What you are asked to do: Below is a set of records; restate each one word for word.

Dataset records:
____

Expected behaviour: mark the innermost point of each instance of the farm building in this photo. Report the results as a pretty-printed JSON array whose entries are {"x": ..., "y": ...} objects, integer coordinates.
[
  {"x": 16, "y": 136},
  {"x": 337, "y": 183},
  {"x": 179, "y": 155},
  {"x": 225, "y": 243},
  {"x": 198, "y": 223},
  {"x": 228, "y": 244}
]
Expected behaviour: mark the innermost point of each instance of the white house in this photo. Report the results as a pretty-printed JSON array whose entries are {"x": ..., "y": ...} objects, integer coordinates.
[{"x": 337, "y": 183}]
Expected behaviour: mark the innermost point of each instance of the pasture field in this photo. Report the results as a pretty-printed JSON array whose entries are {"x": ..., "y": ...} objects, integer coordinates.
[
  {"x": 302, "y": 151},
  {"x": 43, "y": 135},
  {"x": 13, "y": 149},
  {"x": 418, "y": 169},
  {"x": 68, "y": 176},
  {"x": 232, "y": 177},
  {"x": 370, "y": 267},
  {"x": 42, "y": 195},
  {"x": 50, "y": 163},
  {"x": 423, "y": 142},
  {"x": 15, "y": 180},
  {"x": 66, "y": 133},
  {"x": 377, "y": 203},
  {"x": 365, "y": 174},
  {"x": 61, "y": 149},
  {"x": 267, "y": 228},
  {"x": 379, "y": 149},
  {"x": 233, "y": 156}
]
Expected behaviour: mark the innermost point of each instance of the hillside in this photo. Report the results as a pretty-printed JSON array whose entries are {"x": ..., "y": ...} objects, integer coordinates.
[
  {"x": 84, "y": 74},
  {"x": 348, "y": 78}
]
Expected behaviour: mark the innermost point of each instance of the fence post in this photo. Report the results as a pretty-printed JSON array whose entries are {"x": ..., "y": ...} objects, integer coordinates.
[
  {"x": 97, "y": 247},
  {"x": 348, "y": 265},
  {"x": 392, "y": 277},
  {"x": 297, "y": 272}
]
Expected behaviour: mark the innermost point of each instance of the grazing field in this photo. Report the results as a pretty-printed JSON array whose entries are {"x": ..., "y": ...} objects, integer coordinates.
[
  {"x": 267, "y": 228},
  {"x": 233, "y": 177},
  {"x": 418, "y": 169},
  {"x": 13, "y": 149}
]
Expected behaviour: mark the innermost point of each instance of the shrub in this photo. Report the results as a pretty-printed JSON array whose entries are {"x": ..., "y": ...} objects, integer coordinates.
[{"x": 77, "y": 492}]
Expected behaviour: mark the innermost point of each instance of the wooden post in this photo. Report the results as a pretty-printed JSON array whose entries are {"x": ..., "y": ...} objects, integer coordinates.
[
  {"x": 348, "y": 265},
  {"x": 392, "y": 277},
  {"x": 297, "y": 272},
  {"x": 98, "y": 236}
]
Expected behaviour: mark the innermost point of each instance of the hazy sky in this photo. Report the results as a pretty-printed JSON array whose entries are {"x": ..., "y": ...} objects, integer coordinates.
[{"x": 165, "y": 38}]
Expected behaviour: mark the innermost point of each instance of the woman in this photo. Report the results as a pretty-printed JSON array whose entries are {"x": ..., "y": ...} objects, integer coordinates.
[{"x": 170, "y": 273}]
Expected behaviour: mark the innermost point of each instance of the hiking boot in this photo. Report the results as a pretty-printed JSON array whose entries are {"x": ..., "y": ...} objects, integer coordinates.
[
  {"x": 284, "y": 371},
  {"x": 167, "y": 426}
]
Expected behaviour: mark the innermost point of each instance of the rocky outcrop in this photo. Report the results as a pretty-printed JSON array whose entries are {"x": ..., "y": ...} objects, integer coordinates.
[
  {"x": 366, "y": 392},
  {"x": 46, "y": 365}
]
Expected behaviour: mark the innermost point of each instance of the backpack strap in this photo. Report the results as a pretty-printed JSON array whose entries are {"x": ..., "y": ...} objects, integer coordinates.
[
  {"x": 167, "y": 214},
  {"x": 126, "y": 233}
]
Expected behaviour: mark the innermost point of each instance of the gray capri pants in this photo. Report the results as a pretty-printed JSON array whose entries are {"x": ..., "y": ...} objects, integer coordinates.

____

Solution to the problem:
Expected behaviour: mark the innermost point of each instance of the farm building in this photo. Report the results as a pretty-printed JSON array whose entries are {"x": ..., "y": ...} objects, integer coordinates.
[
  {"x": 16, "y": 136},
  {"x": 337, "y": 183},
  {"x": 179, "y": 155},
  {"x": 225, "y": 243},
  {"x": 198, "y": 223},
  {"x": 228, "y": 244}
]
Expected behaviour: mark the innermost point of each instance of the white house in this photo. Report the results as a pretty-printed JSON array whose entries are {"x": ..., "y": ...} objects, integer coordinates.
[{"x": 337, "y": 183}]
Expected behaviour: mark the innermost point of each instance of the pasture field in this photo. Report the results as a pretty-printed JSON array whose entries are {"x": ..., "y": ...} objects, integer coordinates.
[
  {"x": 302, "y": 151},
  {"x": 43, "y": 135},
  {"x": 13, "y": 149},
  {"x": 418, "y": 169},
  {"x": 68, "y": 176},
  {"x": 232, "y": 177},
  {"x": 370, "y": 267},
  {"x": 42, "y": 195},
  {"x": 50, "y": 163},
  {"x": 423, "y": 142},
  {"x": 15, "y": 180},
  {"x": 66, "y": 133},
  {"x": 377, "y": 203},
  {"x": 365, "y": 174},
  {"x": 61, "y": 149},
  {"x": 267, "y": 228},
  {"x": 379, "y": 149},
  {"x": 233, "y": 156}
]
Expected behaviour: mark the innermost point of each instance of the hillside in this photo. Report the results as a pretty-printed JSON array whose entries are {"x": ..., "y": ...} objects, integer coordinates.
[
  {"x": 84, "y": 74},
  {"x": 348, "y": 78}
]
Expected behaviour: mark the innermost point of each instance of the fence post in this photo. Report the results as a pretty-printed JSON array whose entries are {"x": ..., "y": ...} objects, integer coordinates.
[
  {"x": 97, "y": 247},
  {"x": 348, "y": 265},
  {"x": 392, "y": 277},
  {"x": 297, "y": 272}
]
Expected behaviour: mark the innermost point of each instance of the grazing field in this photo. Report the results as a pretty-printed JSON array whose entries are {"x": ..., "y": ...} objects, integer coordinates.
[
  {"x": 267, "y": 228},
  {"x": 233, "y": 177},
  {"x": 418, "y": 169},
  {"x": 13, "y": 149}
]
Expected behaviour: mark the innermost point of each instance of the shrub in this photo. Report the results as a pretty-printed JSON array whose entries are {"x": ..., "y": ...} objects, integer coordinates.
[{"x": 77, "y": 492}]
Expected behaviour: mark the innermost point of each instance of the wooden post in this photo. Report the results as a pretty-printed JSON array whose entries are {"x": ..., "y": ...} objects, integer coordinates.
[
  {"x": 348, "y": 265},
  {"x": 392, "y": 277},
  {"x": 297, "y": 272},
  {"x": 98, "y": 236}
]
Expected behaviour: mark the innermost point of each instance of the hazy sky in this photo. Report the results as a pretty-printed JSON array whose entries are {"x": ..., "y": ...} objects, integer coordinates.
[{"x": 165, "y": 38}]
Expected behaviour: mark the innermost point of each instance of the woman in this photo. Report the results as a pretty-printed JSON array whose entries are {"x": ..., "y": ...} objects, integer coordinates.
[{"x": 170, "y": 273}]
Expected behaviour: mark the innermost point of each instance of the hiking boot in this photo. Report the results as a pretty-printed JSON array whose entries are {"x": ..., "y": ...} objects, integer coordinates.
[
  {"x": 284, "y": 371},
  {"x": 167, "y": 426}
]
Expected behaviour: mark the innermost point of each instance of the rocky outcrop in this photo. Report the results as a pretty-printed JSON array whose entries are {"x": ..., "y": ...} objects, integer coordinates.
[
  {"x": 366, "y": 392},
  {"x": 46, "y": 365}
]
Expected behaviour: mark the innermost point of each instance of the backpack strap in this photo. Report the results as a pretty-printed JSON array whose entries are {"x": ..., "y": ...} objects, integer coordinates.
[
  {"x": 167, "y": 214},
  {"x": 126, "y": 233}
]
Expected behaviour: mark the innermost point of each instance of the gray capri pants in this photo. Report the results as a pretty-printed JSON array whose entries are {"x": ..., "y": ...} objects, integer coordinates.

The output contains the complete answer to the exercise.